What you will do — Please tally the lines in the rows below that contain the string "eyeglasses", treating uppercase and lowercase as different, and give only the number.

Given records —
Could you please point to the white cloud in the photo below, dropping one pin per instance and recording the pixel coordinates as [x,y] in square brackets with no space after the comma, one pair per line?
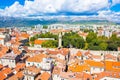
[114,2]
[41,7]
[110,15]
[86,5]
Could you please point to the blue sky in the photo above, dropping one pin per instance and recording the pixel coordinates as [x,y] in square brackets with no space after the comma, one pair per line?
[109,9]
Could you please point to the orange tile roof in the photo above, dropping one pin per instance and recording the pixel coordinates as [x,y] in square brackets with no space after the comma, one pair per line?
[56,70]
[1,66]
[112,66]
[2,76]
[33,69]
[63,51]
[45,76]
[79,68]
[79,53]
[37,58]
[25,35]
[7,71]
[17,76]
[19,66]
[39,41]
[94,63]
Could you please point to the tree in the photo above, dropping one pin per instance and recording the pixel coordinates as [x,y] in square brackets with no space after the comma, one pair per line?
[112,47]
[103,46]
[91,36]
[50,44]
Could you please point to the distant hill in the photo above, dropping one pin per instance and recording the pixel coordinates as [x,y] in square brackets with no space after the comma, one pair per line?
[26,22]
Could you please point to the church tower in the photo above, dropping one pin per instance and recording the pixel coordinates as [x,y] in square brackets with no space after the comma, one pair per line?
[60,40]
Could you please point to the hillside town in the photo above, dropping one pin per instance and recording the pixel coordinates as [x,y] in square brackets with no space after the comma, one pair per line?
[19,61]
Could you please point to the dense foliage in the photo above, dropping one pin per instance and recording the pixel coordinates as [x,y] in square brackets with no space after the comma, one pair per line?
[102,42]
[72,39]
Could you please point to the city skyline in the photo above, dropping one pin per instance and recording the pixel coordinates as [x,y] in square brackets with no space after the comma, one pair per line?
[108,9]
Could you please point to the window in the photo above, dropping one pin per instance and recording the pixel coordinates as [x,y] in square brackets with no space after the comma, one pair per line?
[12,60]
[28,63]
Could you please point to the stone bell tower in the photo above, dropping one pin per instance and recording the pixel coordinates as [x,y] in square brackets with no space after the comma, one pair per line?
[60,40]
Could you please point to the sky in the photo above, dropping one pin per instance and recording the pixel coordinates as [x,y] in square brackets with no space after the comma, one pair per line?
[109,9]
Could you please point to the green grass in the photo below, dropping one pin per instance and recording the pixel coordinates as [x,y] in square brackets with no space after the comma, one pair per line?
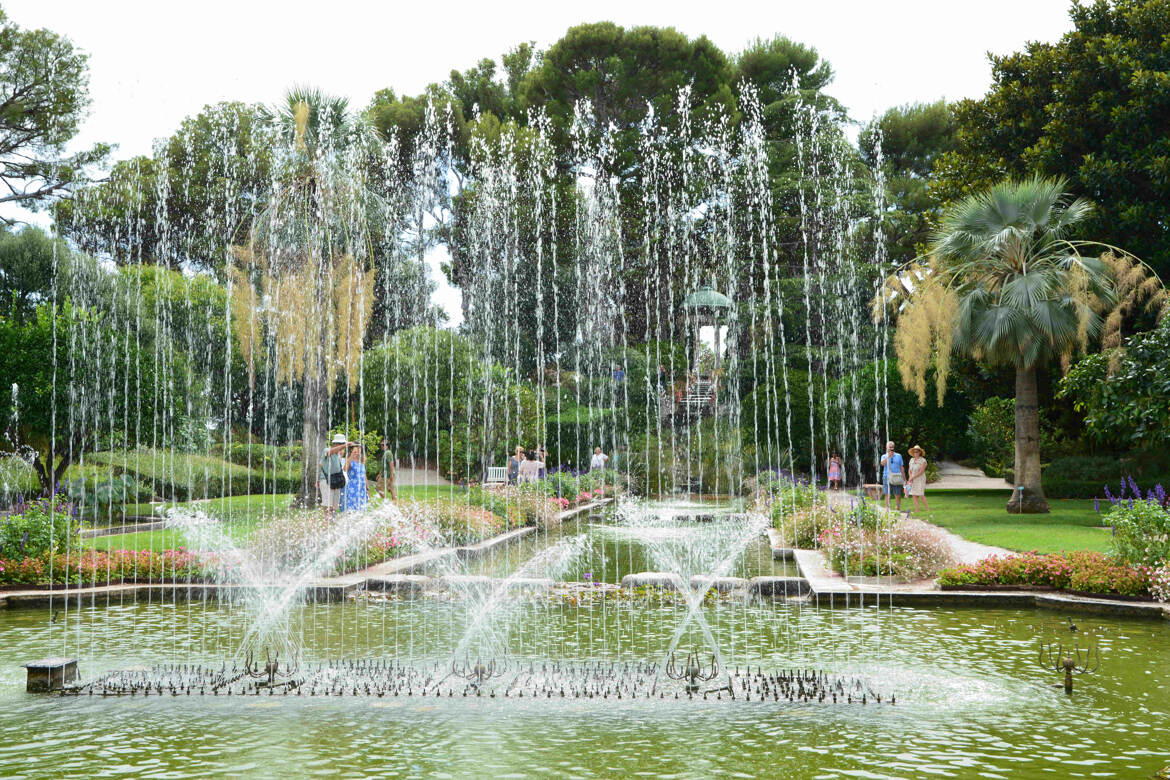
[979,516]
[241,516]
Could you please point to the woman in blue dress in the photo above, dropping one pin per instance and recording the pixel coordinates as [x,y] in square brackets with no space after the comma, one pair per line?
[356,495]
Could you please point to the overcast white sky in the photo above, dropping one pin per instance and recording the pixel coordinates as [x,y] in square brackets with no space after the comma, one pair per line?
[153,62]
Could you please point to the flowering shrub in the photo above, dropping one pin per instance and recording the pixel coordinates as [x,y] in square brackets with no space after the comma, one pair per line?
[98,566]
[1160,582]
[1141,531]
[908,549]
[1078,571]
[38,527]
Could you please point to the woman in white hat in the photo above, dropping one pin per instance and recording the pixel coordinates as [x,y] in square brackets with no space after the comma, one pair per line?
[331,475]
[916,482]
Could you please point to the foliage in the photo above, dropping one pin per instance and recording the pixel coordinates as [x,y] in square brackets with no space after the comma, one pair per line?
[39,527]
[993,435]
[101,567]
[181,476]
[1089,107]
[212,178]
[940,429]
[424,382]
[1085,571]
[456,522]
[43,98]
[100,499]
[908,549]
[909,139]
[1124,393]
[1160,582]
[28,261]
[1141,532]
[63,353]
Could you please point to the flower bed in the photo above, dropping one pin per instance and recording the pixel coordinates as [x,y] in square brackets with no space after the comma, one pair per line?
[903,549]
[1084,572]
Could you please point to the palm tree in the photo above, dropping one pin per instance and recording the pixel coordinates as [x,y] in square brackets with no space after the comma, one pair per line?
[1006,285]
[303,285]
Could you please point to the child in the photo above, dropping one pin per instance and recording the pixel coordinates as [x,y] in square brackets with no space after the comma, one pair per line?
[835,471]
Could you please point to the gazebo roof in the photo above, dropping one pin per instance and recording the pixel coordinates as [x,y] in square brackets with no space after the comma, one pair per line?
[704,297]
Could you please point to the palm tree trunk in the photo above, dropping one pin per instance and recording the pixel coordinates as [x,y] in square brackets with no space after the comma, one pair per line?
[1027,498]
[312,439]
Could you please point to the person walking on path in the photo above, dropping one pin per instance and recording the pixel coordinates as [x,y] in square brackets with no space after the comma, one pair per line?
[331,475]
[835,471]
[530,469]
[387,477]
[893,475]
[916,478]
[356,495]
[514,464]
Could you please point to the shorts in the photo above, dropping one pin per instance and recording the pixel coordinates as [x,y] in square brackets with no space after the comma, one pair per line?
[330,498]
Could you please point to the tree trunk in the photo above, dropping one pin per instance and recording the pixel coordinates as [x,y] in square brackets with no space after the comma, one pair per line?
[1027,498]
[312,437]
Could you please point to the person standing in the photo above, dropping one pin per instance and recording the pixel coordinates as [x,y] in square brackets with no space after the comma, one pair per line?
[356,495]
[514,464]
[530,468]
[331,475]
[893,475]
[387,477]
[916,478]
[835,471]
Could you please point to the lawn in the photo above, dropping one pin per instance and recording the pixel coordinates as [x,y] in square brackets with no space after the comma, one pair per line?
[979,516]
[240,516]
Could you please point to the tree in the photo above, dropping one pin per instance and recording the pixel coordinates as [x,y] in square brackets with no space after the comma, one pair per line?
[1091,107]
[43,97]
[1007,285]
[302,288]
[185,205]
[27,266]
[1124,393]
[909,139]
[78,381]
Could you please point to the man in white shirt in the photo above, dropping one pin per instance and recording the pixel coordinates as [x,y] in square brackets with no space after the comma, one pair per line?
[598,461]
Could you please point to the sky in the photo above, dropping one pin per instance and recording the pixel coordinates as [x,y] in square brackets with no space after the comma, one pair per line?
[153,62]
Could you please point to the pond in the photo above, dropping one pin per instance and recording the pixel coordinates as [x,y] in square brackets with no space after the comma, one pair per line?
[972,699]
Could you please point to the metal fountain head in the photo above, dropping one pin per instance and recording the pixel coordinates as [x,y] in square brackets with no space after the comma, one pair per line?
[479,672]
[693,670]
[1071,661]
[272,670]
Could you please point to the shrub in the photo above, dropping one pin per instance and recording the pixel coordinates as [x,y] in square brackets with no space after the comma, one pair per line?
[802,529]
[1141,532]
[993,435]
[39,527]
[907,549]
[1079,571]
[1160,582]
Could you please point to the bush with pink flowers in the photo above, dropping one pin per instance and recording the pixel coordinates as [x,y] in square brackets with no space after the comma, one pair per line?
[1085,571]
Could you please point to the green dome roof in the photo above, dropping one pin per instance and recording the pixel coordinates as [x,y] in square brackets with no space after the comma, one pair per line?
[704,297]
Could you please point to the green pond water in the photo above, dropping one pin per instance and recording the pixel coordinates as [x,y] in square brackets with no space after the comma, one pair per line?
[972,701]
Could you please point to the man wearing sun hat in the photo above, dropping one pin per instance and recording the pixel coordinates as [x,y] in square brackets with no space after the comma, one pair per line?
[330,473]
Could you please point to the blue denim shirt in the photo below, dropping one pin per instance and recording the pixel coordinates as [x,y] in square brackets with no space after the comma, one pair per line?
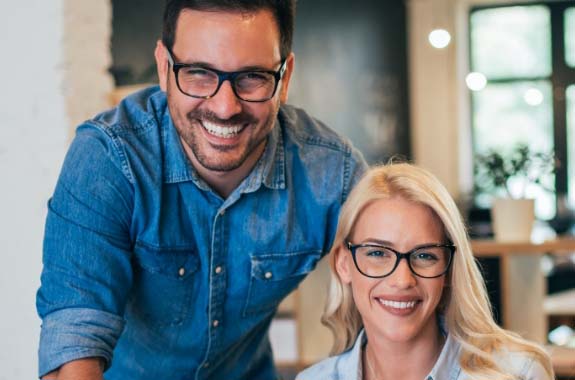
[144,261]
[348,365]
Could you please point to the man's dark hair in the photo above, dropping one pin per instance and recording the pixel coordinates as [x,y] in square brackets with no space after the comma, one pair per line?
[283,11]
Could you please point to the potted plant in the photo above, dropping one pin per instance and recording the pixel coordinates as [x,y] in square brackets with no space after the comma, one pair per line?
[507,178]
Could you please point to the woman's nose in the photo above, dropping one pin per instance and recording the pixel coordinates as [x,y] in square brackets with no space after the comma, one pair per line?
[402,277]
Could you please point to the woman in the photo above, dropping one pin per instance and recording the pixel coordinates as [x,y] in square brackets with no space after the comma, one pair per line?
[407,300]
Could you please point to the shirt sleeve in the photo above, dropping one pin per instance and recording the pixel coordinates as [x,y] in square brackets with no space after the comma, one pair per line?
[87,249]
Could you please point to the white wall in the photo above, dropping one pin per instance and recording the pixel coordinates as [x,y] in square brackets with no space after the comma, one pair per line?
[41,92]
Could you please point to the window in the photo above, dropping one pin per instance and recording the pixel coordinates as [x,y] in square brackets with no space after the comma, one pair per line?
[527,54]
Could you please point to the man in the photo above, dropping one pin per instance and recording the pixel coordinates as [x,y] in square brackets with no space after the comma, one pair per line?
[183,216]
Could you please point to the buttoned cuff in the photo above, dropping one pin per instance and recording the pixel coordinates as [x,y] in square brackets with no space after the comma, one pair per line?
[72,334]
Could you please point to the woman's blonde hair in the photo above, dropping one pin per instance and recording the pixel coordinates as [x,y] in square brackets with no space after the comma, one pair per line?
[465,304]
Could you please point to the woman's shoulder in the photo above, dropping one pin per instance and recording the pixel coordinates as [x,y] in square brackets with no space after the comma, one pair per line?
[325,369]
[344,366]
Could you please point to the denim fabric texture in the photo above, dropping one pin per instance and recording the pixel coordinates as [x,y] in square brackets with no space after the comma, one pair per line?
[348,365]
[147,267]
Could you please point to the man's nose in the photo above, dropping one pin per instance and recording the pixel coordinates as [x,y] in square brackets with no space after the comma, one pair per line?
[225,103]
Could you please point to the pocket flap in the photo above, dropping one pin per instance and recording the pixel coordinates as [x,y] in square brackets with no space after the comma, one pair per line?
[276,267]
[177,262]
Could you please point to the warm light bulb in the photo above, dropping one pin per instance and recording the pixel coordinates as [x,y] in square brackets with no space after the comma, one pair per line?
[475,81]
[533,97]
[439,38]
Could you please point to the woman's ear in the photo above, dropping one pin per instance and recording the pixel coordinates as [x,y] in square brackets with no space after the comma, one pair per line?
[343,264]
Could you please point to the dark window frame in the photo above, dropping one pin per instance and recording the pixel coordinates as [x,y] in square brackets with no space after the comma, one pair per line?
[562,76]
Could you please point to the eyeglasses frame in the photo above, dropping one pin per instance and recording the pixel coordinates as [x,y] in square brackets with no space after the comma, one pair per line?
[401,255]
[226,76]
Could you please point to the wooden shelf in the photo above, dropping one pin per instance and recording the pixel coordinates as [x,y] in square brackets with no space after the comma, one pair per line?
[492,248]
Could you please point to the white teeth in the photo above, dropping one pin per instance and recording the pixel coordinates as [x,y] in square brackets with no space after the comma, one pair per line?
[219,131]
[396,304]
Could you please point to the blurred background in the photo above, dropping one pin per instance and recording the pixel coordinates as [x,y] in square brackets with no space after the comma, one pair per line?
[437,82]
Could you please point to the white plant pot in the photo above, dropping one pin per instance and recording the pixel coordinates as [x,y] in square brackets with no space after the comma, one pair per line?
[513,219]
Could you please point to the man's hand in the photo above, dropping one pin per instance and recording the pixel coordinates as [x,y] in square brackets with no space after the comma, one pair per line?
[83,369]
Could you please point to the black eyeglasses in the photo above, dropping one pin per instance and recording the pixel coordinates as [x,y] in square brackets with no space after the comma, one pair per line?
[250,85]
[377,261]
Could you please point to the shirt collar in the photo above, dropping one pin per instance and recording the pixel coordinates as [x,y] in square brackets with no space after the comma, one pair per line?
[447,365]
[269,170]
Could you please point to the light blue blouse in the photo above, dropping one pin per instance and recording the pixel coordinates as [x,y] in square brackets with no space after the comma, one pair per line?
[347,365]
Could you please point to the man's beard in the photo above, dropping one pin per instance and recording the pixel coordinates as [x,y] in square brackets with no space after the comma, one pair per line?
[244,119]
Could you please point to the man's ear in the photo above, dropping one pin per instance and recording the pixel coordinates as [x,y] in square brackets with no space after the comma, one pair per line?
[290,64]
[343,264]
[162,64]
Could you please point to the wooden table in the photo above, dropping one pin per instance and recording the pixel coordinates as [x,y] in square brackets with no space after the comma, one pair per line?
[524,291]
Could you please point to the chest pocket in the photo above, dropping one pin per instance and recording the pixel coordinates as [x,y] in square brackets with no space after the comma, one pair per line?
[164,282]
[274,276]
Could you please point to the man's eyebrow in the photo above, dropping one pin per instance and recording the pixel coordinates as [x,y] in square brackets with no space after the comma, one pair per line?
[206,65]
[377,241]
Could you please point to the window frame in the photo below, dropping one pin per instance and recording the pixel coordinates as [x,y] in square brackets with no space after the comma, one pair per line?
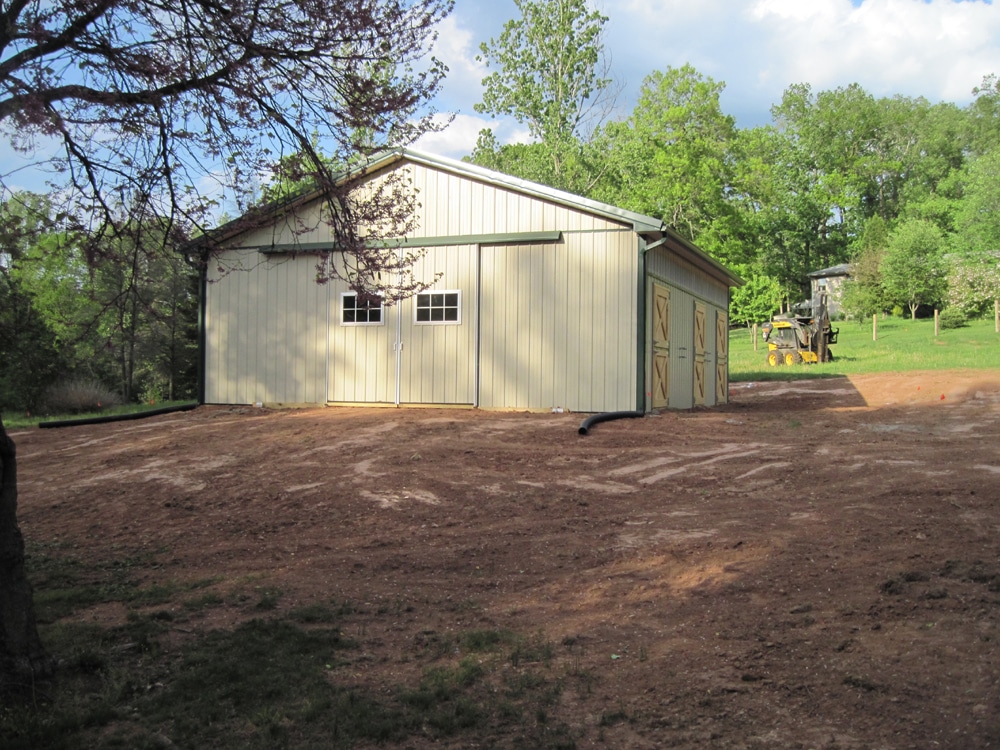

Response to this exercise — 2